**RECORDS PROVIDED:**

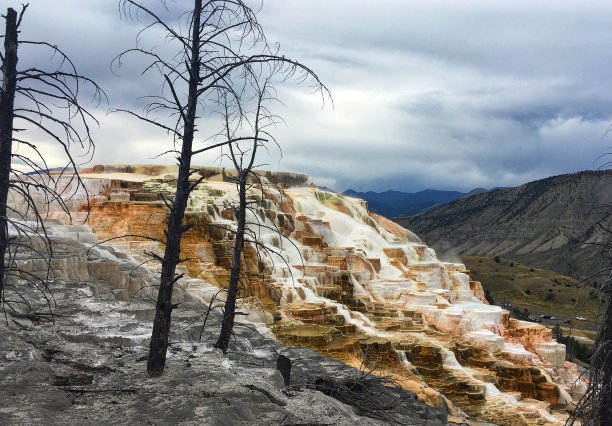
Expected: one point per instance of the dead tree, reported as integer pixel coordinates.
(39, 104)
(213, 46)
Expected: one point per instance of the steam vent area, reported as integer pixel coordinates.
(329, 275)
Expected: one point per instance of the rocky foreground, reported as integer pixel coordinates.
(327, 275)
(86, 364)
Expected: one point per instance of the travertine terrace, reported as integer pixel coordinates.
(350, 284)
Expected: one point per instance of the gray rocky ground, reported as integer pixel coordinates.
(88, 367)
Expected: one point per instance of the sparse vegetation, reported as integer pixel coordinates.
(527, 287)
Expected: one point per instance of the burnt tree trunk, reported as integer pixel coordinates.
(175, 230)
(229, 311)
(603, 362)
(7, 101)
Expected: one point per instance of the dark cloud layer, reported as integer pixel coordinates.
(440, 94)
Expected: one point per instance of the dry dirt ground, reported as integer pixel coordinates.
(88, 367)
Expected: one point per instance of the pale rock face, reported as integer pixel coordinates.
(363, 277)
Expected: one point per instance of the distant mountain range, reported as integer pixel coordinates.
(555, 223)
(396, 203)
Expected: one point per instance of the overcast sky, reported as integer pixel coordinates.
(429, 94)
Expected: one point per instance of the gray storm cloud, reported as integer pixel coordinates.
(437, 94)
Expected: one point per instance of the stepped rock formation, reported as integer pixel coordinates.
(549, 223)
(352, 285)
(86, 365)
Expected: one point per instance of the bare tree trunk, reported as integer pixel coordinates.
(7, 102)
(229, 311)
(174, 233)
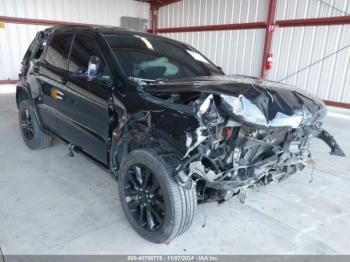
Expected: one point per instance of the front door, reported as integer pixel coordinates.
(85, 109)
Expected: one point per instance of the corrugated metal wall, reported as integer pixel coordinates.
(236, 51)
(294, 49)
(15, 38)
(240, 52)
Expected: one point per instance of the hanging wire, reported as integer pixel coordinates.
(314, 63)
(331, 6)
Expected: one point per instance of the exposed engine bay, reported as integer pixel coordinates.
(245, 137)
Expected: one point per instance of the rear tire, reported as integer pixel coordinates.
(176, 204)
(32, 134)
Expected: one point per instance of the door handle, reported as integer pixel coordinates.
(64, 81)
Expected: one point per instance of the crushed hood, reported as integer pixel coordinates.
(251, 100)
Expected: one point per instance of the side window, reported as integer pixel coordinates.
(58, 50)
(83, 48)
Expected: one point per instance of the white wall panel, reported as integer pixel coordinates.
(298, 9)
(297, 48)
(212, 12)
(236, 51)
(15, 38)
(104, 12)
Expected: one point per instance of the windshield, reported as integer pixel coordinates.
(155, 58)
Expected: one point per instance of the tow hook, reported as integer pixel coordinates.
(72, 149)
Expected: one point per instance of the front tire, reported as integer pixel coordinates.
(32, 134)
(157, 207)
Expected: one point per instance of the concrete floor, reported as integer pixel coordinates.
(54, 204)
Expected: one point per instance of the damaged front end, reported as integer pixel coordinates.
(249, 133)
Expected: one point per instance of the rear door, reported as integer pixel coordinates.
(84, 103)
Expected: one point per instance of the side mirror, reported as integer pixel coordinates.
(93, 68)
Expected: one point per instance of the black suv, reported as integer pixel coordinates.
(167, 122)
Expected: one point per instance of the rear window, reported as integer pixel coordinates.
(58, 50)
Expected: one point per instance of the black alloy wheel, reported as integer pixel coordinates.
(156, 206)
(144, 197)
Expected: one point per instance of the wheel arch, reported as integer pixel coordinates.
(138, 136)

...

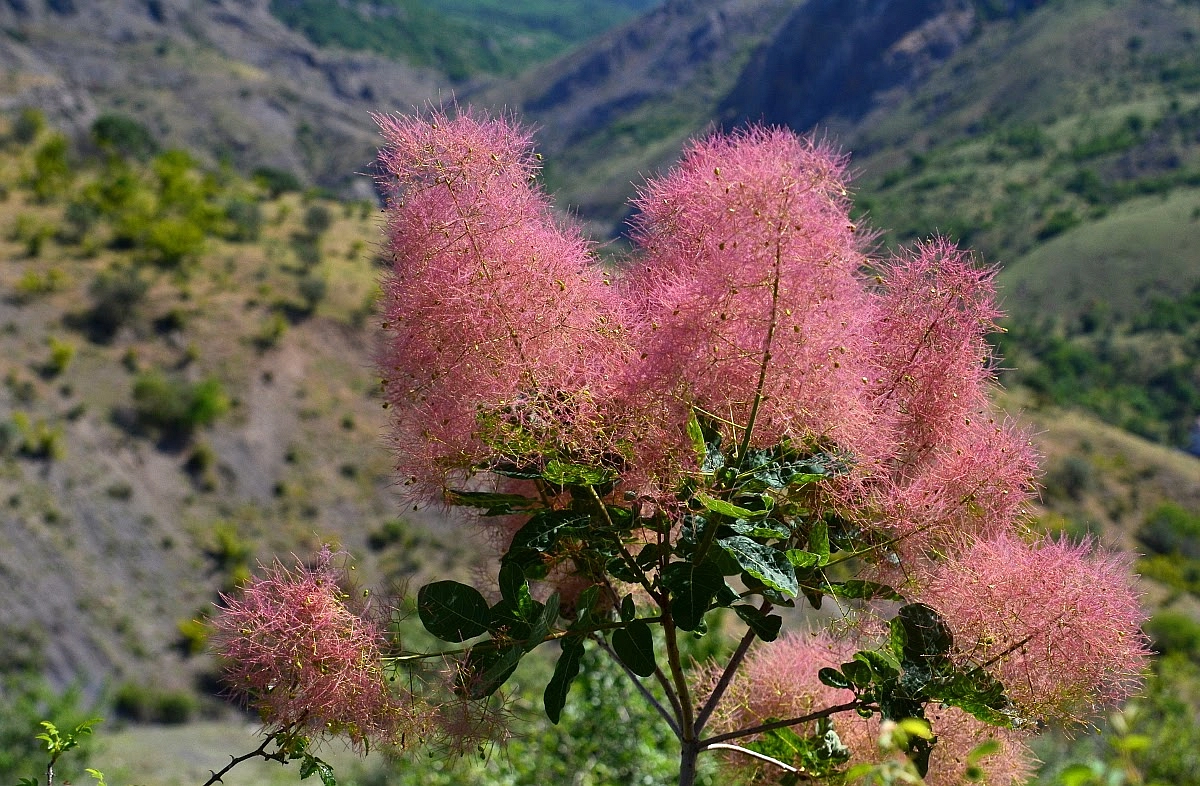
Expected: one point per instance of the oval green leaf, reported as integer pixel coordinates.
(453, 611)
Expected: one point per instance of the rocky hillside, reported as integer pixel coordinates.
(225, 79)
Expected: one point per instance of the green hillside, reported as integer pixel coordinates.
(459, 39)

---

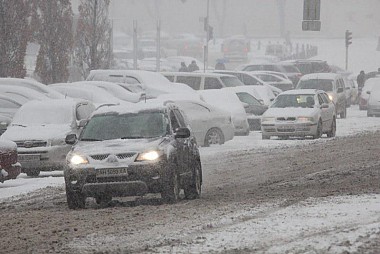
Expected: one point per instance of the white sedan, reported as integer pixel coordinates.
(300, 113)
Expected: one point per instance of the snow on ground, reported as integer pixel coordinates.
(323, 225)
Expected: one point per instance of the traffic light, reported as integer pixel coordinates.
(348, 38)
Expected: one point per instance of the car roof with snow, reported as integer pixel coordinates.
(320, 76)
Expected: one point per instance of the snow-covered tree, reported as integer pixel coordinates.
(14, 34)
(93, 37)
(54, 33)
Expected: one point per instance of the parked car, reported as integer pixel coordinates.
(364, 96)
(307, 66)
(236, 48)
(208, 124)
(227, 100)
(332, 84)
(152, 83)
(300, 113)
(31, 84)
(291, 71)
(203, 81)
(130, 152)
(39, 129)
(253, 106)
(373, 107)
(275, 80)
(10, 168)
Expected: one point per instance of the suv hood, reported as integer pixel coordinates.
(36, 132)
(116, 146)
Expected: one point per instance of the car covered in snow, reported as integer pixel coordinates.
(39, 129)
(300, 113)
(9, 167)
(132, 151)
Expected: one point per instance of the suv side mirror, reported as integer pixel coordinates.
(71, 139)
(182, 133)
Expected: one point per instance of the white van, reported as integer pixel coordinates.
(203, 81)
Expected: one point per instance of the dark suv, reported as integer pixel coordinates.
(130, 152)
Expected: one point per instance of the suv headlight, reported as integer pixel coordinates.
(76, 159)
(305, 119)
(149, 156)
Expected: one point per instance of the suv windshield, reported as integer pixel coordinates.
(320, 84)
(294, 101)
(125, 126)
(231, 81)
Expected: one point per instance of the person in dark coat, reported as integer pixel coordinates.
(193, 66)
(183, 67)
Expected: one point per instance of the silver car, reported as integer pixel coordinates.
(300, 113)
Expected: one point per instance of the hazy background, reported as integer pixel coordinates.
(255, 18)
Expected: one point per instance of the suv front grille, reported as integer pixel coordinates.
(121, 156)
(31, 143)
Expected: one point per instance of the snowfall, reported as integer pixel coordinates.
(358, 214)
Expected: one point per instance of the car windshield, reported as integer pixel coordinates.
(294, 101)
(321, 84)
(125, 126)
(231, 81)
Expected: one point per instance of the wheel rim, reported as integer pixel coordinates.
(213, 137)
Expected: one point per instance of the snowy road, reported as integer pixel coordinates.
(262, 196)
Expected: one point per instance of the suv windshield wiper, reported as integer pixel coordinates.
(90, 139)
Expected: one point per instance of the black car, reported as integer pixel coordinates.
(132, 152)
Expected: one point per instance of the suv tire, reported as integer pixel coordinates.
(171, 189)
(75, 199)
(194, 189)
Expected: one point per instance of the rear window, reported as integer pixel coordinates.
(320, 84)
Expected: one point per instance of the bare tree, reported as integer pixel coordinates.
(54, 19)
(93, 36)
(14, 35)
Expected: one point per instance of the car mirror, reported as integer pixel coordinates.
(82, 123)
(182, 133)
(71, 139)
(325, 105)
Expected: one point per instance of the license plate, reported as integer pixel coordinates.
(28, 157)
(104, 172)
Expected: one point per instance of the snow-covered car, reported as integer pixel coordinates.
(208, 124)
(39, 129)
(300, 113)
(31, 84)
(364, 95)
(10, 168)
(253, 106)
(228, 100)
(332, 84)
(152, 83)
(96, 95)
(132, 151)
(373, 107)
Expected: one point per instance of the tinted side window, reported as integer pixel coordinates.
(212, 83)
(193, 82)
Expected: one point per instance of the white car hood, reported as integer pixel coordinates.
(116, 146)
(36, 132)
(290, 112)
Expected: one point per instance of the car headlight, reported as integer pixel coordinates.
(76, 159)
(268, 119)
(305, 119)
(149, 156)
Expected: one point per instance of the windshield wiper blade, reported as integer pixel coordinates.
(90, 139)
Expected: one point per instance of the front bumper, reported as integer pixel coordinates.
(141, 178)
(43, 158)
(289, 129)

**INSTRUCTIONS TO FOLLOW:** Pick out every line in the data above that contains the word "window", and copy each of those lines in full.

**OUTPUT OF THE EXERCISE:**
Expected: one point per instance of the side window, reported as integer pixel coordinates.
Expected: one point per instance of the rear window, reported as integer pixel coordinates.
Expected: one point per instance of the rear window, reported as integer pixel coordinates.
Expected: one point per instance of the tinted side window, reported as integer pixel coordinates.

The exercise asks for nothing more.